Challenge → Return every line of the data below that contains the string "road". Matching is case-sensitive.

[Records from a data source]
## START

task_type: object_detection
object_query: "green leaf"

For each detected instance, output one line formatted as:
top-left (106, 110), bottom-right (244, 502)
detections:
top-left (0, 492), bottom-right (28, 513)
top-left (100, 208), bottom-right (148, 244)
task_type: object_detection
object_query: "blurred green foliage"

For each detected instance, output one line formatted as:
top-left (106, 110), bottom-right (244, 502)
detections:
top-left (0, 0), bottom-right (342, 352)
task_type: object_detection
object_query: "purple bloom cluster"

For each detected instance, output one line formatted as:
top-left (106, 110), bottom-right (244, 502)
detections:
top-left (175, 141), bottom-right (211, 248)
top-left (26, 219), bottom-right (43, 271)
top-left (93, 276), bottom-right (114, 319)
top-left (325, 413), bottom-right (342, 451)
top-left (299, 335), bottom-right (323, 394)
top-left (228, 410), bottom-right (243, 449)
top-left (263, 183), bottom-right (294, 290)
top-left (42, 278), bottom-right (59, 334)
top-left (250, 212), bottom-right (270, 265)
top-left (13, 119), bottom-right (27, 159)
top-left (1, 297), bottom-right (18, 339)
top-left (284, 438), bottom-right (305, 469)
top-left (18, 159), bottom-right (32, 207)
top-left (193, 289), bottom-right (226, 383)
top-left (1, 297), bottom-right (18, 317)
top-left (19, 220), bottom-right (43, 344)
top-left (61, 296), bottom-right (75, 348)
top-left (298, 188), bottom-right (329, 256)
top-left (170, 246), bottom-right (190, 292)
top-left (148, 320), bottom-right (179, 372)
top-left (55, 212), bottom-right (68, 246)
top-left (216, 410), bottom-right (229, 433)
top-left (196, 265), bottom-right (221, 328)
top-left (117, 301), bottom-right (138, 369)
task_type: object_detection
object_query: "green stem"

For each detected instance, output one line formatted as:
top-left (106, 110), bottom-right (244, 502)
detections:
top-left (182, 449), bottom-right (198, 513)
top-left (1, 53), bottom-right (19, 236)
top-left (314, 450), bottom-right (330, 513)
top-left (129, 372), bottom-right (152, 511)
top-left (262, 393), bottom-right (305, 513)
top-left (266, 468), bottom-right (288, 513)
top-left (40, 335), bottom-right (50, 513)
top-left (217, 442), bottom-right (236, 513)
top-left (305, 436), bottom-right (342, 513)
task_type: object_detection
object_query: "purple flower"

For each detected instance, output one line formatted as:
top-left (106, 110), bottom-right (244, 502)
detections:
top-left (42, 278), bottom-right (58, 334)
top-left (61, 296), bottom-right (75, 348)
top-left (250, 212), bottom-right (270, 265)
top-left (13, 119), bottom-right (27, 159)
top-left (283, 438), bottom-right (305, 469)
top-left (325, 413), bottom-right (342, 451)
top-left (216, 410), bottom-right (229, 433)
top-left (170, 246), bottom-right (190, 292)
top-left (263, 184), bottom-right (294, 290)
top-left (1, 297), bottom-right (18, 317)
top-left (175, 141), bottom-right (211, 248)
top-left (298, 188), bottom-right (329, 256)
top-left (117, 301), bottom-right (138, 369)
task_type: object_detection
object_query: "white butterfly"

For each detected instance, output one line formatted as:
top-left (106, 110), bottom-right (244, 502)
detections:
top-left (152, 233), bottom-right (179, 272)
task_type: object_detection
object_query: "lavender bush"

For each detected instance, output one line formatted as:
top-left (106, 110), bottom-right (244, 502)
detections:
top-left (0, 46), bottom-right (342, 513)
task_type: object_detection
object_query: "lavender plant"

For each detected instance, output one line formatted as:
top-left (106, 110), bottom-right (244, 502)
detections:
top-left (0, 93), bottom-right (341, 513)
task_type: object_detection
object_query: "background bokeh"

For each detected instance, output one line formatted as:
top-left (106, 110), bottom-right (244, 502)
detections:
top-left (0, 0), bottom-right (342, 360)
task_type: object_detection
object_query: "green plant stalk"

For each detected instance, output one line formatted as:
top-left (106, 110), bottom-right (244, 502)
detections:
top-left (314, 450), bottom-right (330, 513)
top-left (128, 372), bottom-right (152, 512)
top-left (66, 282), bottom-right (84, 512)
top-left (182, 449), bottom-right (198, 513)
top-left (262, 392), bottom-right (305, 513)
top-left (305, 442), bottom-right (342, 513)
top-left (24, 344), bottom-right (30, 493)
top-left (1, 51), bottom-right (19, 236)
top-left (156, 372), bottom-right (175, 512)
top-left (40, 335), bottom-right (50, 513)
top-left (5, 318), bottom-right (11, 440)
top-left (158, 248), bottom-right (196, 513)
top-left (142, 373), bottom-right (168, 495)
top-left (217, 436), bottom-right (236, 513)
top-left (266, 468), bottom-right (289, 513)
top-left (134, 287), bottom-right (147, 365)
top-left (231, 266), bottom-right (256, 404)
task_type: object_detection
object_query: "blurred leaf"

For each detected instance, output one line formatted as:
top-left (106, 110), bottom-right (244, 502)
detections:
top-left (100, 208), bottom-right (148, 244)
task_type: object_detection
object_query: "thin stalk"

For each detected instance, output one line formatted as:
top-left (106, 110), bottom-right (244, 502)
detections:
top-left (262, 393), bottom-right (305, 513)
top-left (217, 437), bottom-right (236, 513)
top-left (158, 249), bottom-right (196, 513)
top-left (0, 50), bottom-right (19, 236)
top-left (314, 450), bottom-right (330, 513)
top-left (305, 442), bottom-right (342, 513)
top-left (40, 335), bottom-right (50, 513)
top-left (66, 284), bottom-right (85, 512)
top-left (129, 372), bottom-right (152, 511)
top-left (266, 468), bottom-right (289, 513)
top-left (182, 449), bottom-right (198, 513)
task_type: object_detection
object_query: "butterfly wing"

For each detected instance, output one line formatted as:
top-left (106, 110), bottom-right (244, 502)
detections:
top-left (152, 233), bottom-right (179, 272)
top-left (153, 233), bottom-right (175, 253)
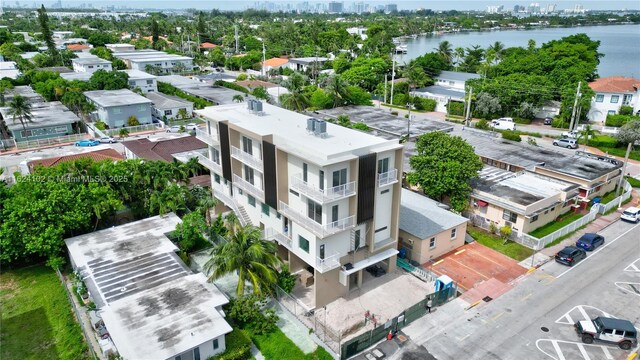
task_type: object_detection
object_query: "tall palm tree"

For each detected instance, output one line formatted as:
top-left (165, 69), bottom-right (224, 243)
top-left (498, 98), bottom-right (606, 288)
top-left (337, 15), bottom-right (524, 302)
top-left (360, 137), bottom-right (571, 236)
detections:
top-left (204, 225), bottom-right (282, 296)
top-left (435, 40), bottom-right (453, 65)
top-left (8, 95), bottom-right (33, 139)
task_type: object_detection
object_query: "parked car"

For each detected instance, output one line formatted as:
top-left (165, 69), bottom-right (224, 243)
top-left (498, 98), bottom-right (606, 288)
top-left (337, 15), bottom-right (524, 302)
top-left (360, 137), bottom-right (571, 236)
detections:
top-left (576, 233), bottom-right (604, 251)
top-left (555, 246), bottom-right (587, 266)
top-left (98, 136), bottom-right (118, 144)
top-left (167, 125), bottom-right (184, 132)
top-left (75, 139), bottom-right (100, 146)
top-left (620, 207), bottom-right (640, 223)
top-left (574, 316), bottom-right (638, 350)
top-left (553, 138), bottom-right (578, 149)
top-left (562, 130), bottom-right (580, 139)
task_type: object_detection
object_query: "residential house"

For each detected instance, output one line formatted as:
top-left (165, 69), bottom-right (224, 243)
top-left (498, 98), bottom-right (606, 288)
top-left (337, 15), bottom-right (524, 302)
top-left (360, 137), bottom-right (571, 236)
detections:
top-left (0, 101), bottom-right (81, 142)
top-left (71, 56), bottom-right (113, 73)
top-left (27, 148), bottom-right (124, 174)
top-left (65, 213), bottom-right (232, 359)
top-left (413, 71), bottom-right (480, 112)
top-left (122, 136), bottom-right (207, 162)
top-left (196, 100), bottom-right (402, 309)
top-left (84, 89), bottom-right (152, 129)
top-left (145, 92), bottom-right (193, 120)
top-left (587, 76), bottom-right (640, 122)
top-left (398, 189), bottom-right (469, 264)
top-left (467, 166), bottom-right (580, 235)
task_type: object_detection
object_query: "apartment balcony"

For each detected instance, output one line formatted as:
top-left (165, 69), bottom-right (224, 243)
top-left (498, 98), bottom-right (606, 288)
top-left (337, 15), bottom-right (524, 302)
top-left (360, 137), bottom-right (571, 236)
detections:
top-left (231, 146), bottom-right (262, 172)
top-left (316, 252), bottom-right (340, 273)
top-left (196, 128), bottom-right (220, 146)
top-left (233, 174), bottom-right (264, 201)
top-left (291, 174), bottom-right (356, 204)
top-left (378, 169), bottom-right (398, 187)
top-left (196, 154), bottom-right (222, 174)
top-left (279, 201), bottom-right (356, 238)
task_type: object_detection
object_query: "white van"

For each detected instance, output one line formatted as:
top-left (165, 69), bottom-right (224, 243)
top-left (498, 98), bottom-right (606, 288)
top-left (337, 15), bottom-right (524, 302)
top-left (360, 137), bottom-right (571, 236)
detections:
top-left (491, 119), bottom-right (516, 130)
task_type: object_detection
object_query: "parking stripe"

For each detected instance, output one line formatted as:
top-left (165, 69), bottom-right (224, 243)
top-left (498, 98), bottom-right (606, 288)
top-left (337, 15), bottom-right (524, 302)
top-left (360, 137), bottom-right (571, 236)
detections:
top-left (551, 340), bottom-right (567, 360)
top-left (578, 344), bottom-right (591, 360)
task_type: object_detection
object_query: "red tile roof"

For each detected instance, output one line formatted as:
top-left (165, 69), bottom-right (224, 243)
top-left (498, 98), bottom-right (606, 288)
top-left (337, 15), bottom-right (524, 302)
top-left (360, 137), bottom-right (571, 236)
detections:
top-left (589, 76), bottom-right (640, 93)
top-left (122, 136), bottom-right (207, 162)
top-left (27, 149), bottom-right (124, 172)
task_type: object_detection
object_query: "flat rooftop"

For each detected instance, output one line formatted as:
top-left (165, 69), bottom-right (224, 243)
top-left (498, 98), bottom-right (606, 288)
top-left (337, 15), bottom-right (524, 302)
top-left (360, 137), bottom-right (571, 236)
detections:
top-left (471, 166), bottom-right (578, 206)
top-left (0, 101), bottom-right (80, 130)
top-left (84, 89), bottom-right (151, 107)
top-left (314, 106), bottom-right (453, 139)
top-left (196, 103), bottom-right (402, 166)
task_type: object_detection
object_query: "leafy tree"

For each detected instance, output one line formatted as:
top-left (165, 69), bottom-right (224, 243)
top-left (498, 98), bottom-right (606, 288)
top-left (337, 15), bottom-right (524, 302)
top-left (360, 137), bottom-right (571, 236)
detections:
top-left (407, 132), bottom-right (482, 212)
top-left (204, 225), bottom-right (281, 296)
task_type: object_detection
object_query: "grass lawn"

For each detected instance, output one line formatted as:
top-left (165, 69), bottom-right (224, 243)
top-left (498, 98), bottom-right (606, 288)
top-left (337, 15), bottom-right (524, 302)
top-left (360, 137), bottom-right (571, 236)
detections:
top-left (467, 226), bottom-right (533, 261)
top-left (0, 265), bottom-right (89, 360)
top-left (243, 329), bottom-right (333, 360)
top-left (529, 212), bottom-right (584, 239)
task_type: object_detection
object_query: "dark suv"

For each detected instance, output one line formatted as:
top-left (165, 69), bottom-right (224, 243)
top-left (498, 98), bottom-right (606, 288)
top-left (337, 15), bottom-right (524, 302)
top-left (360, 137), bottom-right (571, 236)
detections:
top-left (555, 246), bottom-right (587, 266)
top-left (575, 316), bottom-right (638, 350)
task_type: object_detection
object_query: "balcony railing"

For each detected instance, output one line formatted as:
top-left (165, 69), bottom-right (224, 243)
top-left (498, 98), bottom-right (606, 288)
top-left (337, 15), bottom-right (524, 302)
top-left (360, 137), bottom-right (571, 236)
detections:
top-left (279, 201), bottom-right (355, 238)
top-left (265, 228), bottom-right (293, 250)
top-left (231, 146), bottom-right (262, 172)
top-left (233, 174), bottom-right (264, 201)
top-left (316, 253), bottom-right (340, 273)
top-left (291, 174), bottom-right (356, 204)
top-left (196, 128), bottom-right (220, 146)
top-left (196, 154), bottom-right (222, 174)
top-left (378, 169), bottom-right (398, 187)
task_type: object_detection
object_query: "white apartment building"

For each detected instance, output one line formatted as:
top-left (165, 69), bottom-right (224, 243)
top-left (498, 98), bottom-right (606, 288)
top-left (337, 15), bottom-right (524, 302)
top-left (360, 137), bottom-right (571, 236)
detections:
top-left (196, 100), bottom-right (403, 309)
top-left (587, 76), bottom-right (640, 122)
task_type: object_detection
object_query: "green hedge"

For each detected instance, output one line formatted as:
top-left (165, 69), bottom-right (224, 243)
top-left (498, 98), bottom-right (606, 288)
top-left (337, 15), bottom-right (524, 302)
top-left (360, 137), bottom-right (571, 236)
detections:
top-left (214, 80), bottom-right (251, 94)
top-left (604, 115), bottom-right (640, 127)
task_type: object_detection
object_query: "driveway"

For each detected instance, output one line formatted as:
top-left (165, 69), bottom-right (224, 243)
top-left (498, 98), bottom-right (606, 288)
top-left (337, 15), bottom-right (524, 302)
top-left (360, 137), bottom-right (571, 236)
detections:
top-left (422, 242), bottom-right (527, 303)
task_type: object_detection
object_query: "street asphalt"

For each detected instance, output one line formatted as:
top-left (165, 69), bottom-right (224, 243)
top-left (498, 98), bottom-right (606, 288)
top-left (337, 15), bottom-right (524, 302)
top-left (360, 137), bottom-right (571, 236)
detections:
top-left (400, 220), bottom-right (640, 360)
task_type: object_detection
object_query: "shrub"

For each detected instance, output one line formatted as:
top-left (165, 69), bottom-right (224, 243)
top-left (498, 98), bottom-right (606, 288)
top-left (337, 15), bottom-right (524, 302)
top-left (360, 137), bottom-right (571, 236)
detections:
top-left (475, 119), bottom-right (491, 130)
top-left (502, 130), bottom-right (522, 142)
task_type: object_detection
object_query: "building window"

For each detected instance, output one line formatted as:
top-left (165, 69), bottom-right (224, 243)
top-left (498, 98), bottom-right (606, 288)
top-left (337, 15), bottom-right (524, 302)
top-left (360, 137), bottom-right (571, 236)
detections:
top-left (302, 163), bottom-right (309, 182)
top-left (298, 235), bottom-right (309, 253)
top-left (307, 200), bottom-right (322, 224)
top-left (502, 210), bottom-right (518, 222)
top-left (242, 136), bottom-right (253, 155)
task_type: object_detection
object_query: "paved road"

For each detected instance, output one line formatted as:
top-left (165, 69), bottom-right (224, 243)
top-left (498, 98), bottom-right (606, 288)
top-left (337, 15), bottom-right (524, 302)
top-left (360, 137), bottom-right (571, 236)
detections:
top-left (402, 221), bottom-right (640, 360)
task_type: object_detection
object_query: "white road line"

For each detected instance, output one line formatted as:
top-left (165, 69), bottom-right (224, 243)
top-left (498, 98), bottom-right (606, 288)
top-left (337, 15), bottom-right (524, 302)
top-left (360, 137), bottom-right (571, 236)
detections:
top-left (578, 344), bottom-right (591, 360)
top-left (556, 223), bottom-right (640, 279)
top-left (551, 340), bottom-right (567, 360)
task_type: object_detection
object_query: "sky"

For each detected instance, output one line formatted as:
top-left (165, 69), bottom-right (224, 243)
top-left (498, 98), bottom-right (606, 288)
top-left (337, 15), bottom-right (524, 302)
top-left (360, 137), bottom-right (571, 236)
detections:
top-left (27, 0), bottom-right (640, 10)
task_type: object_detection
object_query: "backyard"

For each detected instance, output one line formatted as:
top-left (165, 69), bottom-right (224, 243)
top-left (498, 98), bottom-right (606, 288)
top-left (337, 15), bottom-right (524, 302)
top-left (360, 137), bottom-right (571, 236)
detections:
top-left (0, 265), bottom-right (90, 359)
top-left (467, 226), bottom-right (533, 261)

## END

Response for this exercise →
object_query: "paved road"
object_query: "white road line"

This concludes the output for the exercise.